**Entries supplied:**
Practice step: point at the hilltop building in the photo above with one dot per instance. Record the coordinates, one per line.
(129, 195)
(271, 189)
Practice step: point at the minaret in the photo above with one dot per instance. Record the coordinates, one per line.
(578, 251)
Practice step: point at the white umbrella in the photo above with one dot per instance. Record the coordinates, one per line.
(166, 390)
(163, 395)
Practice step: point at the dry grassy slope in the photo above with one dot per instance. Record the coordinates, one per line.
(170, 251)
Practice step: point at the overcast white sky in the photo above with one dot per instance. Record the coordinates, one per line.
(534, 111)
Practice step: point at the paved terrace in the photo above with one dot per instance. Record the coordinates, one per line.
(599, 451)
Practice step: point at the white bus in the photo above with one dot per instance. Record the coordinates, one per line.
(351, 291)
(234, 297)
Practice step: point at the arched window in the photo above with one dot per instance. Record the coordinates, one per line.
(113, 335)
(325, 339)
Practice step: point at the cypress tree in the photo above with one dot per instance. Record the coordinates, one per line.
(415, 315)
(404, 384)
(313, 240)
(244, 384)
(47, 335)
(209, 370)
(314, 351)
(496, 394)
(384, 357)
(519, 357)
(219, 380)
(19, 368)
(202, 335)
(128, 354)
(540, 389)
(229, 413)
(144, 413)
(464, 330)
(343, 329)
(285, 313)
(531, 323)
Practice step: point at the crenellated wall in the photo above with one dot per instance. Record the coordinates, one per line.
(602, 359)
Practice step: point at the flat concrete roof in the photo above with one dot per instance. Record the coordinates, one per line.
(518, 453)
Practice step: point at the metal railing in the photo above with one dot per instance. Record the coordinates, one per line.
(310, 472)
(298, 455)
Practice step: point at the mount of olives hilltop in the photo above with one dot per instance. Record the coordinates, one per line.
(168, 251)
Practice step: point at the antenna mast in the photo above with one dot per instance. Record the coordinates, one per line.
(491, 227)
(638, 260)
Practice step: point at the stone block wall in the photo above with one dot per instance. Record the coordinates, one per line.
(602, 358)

**Exercise:** Produce an exact copy of the lines from the one containing "Practice step: point at the crenellated" through the last line, and of nothing else.

**Task answer:**
Practice step: point at the crenellated wall in the photo above with one dot per instance. Record the coordinates, one per line.
(602, 359)
Practice step: point at the flat concrete roof in the photo above with one dot per instance. Record the coordinates, one per line.
(518, 453)
Practice step: point at the metal railing in the photo above with one dot per instance. Record the coordinates, one per line.
(310, 472)
(298, 455)
Practice step: point at the mount of olives hilltop in the photo above with one dot per instance. Record the coordinates, one per line.
(168, 251)
Practice step: point at the antenna mast in the photo above with one dot per instance. Record the coordinates, one per line.
(491, 227)
(638, 260)
Practice step: point at the stone block wall in the photo above with one dot per instance. Record the coordinates, one per line.
(602, 358)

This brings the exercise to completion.